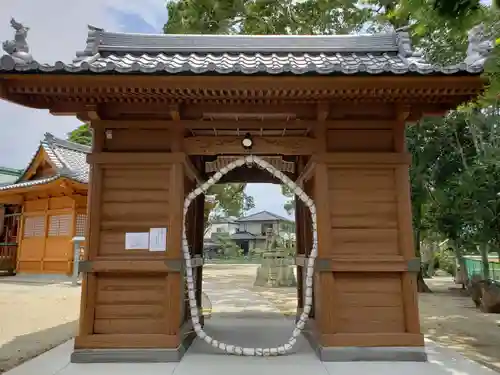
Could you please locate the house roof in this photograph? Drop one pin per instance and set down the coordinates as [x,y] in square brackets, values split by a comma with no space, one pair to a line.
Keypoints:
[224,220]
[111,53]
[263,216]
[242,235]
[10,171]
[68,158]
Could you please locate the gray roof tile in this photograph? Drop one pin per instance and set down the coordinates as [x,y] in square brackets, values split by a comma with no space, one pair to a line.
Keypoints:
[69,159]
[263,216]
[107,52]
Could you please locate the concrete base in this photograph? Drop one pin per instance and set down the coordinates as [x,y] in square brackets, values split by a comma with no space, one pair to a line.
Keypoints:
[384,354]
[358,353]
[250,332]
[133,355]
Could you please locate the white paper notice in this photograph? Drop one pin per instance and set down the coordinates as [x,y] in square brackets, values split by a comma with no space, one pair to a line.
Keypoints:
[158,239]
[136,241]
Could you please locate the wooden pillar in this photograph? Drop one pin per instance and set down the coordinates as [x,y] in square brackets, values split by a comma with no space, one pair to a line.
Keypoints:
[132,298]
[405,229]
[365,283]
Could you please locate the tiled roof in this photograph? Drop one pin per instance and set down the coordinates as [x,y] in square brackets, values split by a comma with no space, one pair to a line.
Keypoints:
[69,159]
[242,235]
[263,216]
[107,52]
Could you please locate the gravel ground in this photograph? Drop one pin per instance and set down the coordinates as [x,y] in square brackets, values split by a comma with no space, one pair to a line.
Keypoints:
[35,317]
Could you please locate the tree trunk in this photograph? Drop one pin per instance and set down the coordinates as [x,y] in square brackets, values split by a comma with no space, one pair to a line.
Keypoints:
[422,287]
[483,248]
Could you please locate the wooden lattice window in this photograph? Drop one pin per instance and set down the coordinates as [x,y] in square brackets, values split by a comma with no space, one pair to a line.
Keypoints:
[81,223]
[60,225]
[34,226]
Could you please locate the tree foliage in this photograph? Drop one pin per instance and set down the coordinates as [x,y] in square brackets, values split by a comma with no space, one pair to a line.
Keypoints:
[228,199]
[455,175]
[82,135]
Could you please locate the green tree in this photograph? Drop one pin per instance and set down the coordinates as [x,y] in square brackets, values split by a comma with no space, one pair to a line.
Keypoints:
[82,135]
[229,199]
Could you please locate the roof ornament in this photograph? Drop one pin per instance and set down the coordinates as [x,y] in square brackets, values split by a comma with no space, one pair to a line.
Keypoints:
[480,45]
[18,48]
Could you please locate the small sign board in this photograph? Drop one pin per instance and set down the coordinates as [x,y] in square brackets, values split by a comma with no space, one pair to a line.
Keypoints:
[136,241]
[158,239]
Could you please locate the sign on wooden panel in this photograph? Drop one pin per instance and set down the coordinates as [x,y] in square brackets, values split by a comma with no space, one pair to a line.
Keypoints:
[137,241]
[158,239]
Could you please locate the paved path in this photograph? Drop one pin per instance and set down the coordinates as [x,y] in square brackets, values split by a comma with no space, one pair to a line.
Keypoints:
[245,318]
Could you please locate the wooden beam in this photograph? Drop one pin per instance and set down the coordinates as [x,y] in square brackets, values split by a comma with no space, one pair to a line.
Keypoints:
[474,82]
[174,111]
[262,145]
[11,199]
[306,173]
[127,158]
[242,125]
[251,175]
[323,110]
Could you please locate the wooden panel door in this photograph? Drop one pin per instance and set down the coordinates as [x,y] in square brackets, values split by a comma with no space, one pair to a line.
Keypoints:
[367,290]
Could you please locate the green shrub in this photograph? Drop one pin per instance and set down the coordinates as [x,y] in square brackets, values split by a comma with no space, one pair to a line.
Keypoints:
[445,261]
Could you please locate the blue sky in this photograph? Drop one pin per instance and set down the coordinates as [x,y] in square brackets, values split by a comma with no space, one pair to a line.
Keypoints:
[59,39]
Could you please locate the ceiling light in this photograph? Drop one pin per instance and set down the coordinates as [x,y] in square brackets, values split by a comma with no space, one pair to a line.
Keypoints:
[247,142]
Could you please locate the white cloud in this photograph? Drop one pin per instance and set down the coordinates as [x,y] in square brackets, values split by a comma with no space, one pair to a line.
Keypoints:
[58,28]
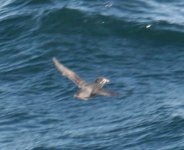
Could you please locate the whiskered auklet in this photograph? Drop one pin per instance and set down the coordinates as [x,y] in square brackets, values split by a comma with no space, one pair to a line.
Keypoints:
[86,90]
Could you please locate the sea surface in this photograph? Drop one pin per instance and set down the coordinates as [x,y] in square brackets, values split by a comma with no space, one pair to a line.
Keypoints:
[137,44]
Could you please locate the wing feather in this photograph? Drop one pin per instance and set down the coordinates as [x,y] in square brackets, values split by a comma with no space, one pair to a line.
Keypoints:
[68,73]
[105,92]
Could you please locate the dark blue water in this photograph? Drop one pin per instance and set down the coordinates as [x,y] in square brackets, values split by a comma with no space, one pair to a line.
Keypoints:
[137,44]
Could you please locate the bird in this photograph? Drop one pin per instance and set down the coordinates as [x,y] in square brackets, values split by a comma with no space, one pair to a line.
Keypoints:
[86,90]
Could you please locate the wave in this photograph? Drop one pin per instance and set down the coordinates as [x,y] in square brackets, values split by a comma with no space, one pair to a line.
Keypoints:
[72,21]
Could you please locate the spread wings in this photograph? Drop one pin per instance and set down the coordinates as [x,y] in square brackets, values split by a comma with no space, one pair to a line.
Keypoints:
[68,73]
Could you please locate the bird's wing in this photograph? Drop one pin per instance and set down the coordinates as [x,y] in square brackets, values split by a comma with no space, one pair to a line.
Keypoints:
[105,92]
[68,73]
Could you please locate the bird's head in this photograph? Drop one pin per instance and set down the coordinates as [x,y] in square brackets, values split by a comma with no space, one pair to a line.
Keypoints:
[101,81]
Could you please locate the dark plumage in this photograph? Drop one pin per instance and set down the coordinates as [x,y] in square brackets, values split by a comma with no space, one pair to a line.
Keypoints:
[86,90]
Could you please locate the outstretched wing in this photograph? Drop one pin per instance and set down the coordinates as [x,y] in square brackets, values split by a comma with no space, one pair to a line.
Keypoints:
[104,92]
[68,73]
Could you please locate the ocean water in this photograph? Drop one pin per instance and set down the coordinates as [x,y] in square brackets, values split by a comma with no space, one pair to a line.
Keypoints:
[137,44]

• • • • • • •

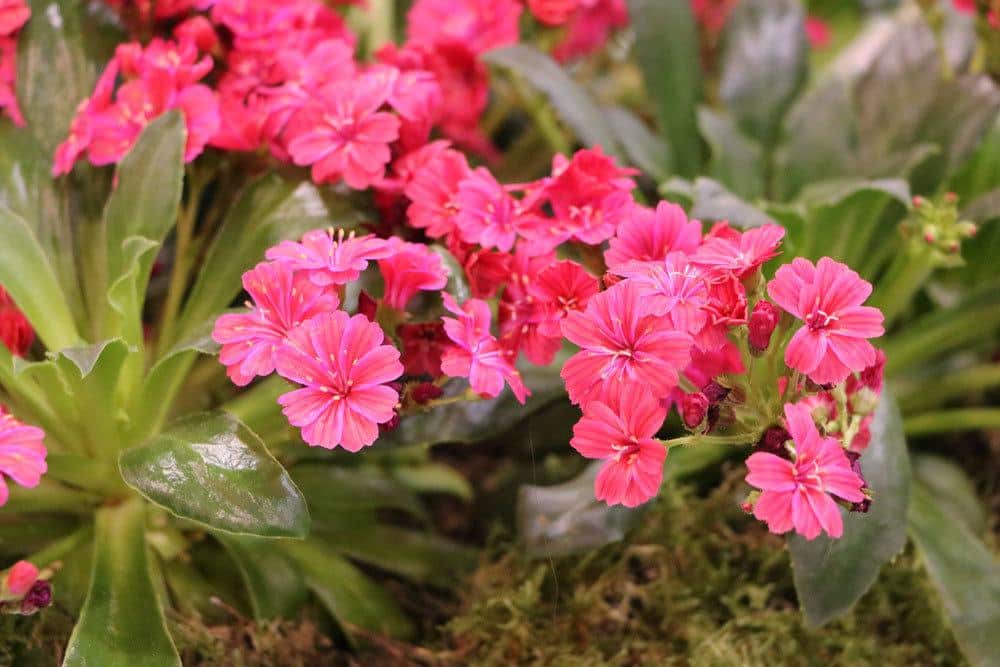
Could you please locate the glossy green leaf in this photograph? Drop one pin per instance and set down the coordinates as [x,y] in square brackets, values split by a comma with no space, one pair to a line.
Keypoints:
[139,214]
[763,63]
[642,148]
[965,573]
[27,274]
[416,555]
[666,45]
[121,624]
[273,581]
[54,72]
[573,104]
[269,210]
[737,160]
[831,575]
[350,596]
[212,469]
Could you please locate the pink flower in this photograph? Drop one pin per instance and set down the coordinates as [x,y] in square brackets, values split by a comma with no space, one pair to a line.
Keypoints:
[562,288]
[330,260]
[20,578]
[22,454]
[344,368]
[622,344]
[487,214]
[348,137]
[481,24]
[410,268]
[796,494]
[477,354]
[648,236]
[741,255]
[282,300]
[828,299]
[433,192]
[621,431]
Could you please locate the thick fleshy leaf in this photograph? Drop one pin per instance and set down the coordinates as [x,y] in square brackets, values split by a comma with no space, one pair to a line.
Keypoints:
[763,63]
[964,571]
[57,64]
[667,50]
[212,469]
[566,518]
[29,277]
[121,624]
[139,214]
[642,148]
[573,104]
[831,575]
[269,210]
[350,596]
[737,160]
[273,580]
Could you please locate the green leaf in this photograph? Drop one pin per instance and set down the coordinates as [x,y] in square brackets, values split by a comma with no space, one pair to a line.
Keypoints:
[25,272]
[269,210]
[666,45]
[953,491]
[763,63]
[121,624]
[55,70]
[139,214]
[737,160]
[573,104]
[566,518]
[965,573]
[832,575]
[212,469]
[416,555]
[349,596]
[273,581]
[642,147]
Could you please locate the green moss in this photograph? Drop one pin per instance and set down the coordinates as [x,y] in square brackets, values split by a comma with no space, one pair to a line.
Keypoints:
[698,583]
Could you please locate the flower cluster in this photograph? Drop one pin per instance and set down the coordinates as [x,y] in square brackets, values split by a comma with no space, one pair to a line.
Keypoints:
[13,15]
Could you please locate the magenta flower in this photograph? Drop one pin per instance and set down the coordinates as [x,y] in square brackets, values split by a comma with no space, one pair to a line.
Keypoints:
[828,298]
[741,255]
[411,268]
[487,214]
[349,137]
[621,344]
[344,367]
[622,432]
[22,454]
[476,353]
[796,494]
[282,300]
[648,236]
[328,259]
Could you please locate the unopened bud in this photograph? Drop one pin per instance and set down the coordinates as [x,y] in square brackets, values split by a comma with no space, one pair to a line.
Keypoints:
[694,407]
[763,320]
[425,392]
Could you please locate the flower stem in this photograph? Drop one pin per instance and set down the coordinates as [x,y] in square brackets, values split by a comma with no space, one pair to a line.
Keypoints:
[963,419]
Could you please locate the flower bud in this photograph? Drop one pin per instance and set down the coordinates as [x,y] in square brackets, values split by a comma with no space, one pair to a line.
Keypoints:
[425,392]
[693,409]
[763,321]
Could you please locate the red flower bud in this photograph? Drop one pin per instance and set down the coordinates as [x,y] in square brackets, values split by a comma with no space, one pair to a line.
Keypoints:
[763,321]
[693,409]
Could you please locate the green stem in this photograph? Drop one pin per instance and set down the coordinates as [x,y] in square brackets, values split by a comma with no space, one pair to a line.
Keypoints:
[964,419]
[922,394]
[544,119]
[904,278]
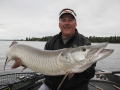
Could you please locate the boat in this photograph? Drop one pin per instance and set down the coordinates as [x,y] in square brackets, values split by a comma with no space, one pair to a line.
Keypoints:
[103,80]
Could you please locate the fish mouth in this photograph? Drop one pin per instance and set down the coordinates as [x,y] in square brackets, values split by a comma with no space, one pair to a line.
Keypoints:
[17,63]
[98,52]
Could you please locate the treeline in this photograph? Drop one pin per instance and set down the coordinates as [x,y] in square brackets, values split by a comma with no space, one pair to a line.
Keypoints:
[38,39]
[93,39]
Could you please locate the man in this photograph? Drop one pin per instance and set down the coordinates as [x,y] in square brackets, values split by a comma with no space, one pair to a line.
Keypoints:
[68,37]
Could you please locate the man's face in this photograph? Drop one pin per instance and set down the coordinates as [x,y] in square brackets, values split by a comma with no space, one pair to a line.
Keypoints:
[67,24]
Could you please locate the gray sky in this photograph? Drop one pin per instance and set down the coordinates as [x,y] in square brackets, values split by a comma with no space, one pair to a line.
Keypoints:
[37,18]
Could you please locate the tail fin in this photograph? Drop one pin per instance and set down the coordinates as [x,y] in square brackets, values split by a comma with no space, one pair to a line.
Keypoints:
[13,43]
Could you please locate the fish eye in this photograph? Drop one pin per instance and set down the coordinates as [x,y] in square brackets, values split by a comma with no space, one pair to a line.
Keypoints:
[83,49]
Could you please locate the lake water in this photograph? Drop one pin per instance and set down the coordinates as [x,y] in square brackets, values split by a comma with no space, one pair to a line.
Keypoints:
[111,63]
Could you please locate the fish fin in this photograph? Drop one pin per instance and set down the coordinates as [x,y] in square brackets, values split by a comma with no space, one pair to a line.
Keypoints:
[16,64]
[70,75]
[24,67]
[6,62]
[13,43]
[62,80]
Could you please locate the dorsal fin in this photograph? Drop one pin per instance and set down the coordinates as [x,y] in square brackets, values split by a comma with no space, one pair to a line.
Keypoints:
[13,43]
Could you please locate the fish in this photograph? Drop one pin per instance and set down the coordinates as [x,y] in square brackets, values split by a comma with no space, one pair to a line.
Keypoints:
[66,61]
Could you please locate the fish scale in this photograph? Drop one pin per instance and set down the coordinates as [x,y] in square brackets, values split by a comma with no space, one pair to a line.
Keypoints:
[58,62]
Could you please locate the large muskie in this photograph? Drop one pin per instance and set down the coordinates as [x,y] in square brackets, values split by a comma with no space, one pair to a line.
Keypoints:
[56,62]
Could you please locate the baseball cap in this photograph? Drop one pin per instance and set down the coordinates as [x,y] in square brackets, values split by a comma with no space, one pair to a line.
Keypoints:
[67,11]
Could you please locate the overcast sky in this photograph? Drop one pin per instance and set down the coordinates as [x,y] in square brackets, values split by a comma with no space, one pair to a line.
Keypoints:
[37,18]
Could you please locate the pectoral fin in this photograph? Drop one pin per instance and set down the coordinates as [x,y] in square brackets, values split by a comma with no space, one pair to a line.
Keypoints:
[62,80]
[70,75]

• • • • • • •

AIM
Return each line above that contains the string "surface", treating uppercase and lowercase letters as different.

SOLUTION TO THE EXERCISE
Could you please locate the sea surface in this photograph? Drop one pin per instance and set down the coordinates as [x,y] in square brackets, values split by a comma with no space, one pair to a line.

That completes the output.